═════ Supplied entries

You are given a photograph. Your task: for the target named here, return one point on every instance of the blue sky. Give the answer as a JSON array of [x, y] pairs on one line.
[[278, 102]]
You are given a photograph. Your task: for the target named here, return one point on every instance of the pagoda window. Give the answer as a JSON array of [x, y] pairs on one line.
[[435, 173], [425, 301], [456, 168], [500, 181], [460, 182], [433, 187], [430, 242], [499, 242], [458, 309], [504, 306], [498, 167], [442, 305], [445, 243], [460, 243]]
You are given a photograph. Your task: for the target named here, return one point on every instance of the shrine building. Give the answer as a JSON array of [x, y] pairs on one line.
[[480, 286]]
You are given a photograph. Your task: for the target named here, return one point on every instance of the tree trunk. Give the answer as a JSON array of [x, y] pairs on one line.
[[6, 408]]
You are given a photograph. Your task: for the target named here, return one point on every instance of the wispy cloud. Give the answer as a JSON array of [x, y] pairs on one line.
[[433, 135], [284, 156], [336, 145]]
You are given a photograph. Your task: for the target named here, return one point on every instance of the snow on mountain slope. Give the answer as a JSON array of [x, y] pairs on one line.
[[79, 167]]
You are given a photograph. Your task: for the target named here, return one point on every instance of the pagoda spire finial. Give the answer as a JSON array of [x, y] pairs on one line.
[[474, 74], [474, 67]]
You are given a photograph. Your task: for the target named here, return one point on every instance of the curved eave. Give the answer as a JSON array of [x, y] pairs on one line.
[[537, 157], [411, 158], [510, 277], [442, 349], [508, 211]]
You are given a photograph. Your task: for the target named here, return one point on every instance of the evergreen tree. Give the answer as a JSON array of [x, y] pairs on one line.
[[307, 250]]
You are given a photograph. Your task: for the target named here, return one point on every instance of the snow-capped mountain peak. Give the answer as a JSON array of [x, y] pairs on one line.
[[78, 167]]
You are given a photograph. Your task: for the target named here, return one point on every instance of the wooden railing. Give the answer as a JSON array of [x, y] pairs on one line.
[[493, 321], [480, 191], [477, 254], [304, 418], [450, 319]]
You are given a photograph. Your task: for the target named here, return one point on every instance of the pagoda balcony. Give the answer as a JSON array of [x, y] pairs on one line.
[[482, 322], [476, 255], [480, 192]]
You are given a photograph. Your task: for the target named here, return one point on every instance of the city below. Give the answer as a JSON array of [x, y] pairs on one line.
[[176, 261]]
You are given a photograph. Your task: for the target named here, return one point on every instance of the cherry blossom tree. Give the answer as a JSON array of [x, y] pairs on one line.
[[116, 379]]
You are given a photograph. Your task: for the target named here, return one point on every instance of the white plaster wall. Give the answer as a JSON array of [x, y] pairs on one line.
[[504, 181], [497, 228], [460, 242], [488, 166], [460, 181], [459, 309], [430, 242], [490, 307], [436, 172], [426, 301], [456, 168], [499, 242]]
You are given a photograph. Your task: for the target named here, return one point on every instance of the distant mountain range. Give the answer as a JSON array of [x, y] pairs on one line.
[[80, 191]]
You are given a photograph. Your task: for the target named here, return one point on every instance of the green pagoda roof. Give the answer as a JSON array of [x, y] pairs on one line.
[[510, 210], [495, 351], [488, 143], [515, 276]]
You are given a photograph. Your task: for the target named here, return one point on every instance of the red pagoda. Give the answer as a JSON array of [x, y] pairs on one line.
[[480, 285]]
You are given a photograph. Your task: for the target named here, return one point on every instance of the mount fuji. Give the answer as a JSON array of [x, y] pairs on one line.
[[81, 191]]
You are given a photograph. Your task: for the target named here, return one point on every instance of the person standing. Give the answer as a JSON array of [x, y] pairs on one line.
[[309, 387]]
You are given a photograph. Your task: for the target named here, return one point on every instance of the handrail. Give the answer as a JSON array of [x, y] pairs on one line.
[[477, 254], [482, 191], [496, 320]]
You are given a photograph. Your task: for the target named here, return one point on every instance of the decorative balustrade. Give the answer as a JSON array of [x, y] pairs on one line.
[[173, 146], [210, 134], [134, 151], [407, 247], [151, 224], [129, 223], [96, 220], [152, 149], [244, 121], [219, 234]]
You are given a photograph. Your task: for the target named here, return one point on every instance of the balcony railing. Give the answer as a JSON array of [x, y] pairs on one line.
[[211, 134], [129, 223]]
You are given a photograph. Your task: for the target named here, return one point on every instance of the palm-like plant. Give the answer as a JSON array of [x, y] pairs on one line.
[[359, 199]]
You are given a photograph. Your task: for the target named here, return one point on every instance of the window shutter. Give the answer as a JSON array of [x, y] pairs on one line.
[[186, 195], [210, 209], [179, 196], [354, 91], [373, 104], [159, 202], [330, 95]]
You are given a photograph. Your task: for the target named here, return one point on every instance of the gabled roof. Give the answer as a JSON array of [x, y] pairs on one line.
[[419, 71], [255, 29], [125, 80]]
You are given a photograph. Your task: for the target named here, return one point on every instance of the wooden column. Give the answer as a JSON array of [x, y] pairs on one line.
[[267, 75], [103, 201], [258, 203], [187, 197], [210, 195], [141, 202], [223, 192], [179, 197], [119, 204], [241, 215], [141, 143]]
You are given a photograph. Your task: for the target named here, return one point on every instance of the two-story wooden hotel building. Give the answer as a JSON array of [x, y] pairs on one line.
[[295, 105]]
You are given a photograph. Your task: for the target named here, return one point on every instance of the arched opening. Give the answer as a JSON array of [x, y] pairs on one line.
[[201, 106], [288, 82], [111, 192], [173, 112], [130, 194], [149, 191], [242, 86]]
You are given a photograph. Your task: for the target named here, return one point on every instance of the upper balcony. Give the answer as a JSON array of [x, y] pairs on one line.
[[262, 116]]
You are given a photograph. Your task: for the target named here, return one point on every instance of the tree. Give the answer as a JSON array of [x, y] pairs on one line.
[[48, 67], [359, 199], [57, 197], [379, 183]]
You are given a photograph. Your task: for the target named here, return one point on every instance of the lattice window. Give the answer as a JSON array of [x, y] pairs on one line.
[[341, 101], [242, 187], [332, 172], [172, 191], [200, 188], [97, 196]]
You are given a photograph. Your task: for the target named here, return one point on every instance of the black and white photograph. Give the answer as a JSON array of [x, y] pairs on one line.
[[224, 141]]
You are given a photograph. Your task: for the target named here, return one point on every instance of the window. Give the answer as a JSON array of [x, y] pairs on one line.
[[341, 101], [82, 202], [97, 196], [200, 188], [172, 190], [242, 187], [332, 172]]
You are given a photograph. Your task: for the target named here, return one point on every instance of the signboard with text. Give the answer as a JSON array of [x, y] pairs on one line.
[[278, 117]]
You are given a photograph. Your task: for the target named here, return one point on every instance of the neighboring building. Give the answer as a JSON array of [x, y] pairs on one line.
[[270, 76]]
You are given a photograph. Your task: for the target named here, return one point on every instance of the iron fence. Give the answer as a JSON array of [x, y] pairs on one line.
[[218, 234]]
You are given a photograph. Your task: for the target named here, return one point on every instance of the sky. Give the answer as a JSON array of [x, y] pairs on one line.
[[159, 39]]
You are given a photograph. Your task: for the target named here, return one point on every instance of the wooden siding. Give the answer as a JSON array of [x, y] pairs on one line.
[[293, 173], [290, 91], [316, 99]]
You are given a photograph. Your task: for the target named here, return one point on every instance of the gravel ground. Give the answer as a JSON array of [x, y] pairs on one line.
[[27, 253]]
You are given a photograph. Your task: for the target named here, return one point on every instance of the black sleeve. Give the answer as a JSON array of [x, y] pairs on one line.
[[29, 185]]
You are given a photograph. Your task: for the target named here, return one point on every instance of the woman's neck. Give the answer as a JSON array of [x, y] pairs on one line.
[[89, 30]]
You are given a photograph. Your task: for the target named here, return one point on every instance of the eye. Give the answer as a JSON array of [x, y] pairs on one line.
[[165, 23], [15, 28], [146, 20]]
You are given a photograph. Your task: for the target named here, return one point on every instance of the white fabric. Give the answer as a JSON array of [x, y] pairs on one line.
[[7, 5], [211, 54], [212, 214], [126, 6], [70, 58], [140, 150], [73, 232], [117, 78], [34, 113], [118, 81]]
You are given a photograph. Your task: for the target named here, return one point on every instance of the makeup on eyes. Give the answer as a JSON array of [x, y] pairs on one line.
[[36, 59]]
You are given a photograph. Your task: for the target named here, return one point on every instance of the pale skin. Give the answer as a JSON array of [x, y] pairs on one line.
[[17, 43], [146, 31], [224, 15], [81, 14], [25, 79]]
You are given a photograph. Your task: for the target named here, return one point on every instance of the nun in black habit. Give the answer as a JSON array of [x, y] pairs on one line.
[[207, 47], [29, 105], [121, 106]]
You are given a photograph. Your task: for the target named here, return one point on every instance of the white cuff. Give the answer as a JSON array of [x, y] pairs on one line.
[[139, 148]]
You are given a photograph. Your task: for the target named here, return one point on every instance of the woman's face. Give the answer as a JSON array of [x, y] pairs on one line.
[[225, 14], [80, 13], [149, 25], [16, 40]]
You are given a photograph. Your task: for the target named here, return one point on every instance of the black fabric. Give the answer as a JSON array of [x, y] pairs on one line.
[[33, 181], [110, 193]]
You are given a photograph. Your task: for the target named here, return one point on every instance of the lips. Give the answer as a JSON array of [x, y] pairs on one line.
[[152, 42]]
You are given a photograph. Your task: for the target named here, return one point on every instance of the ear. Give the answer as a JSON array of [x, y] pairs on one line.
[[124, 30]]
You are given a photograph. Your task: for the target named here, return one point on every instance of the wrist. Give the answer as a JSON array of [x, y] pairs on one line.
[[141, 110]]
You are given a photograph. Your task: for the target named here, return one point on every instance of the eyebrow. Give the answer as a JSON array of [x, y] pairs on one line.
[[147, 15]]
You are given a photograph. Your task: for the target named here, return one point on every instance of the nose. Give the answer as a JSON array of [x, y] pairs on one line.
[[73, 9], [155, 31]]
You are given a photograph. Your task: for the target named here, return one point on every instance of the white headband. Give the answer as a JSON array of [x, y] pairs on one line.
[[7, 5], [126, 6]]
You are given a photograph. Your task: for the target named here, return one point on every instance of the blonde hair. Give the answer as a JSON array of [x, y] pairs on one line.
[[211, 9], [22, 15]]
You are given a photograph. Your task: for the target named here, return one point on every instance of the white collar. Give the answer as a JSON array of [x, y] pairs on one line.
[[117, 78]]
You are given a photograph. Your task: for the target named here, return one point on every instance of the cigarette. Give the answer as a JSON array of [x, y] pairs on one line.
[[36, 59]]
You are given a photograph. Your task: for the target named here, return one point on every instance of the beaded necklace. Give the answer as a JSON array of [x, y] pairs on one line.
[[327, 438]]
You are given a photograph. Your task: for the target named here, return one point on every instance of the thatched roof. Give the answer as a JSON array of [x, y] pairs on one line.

══════════

• Exercise directions: Please put the stretch of material from the line containing "of the curved" through the line containing "[[482, 322], [476, 255], [480, 192]]" into a numbered list, leaving out blank lines.

• Solution to this problem:
1. You are given a photograph. Your task: for the target named here, return one point on every instance of the curved eave. Give the answer as a JSON array of [x, y] pairs on one line.
2. [[537, 157], [411, 158], [510, 277], [442, 349], [508, 211]]
3. You are given a photograph. Your task: for the target named here, return one point on every instance of the evergreen tree. Give the answer as a JSON array of [x, y] pairs on one line.
4. [[307, 250]]
5. You are given a photograph. Your task: for the target named here, return one point on every instance of the snow-capped mountain peak. Give the answer as a JSON array of [x, y] pairs on one line.
6. [[78, 167]]
7. You are given a photograph. Your task: for the target named here, return one point on every instance of the wooden railing. Give the answer as a JSON array of [x, y] pairs on one line.
8. [[493, 321], [480, 191], [477, 254], [304, 418], [450, 319]]
9. You are given a photograph. Your task: for the target named here, return one point on every instance of the pagoda balcony. Give the answer as a JSON array of [x, y] pairs on one line.
10. [[482, 322], [476, 255], [480, 192]]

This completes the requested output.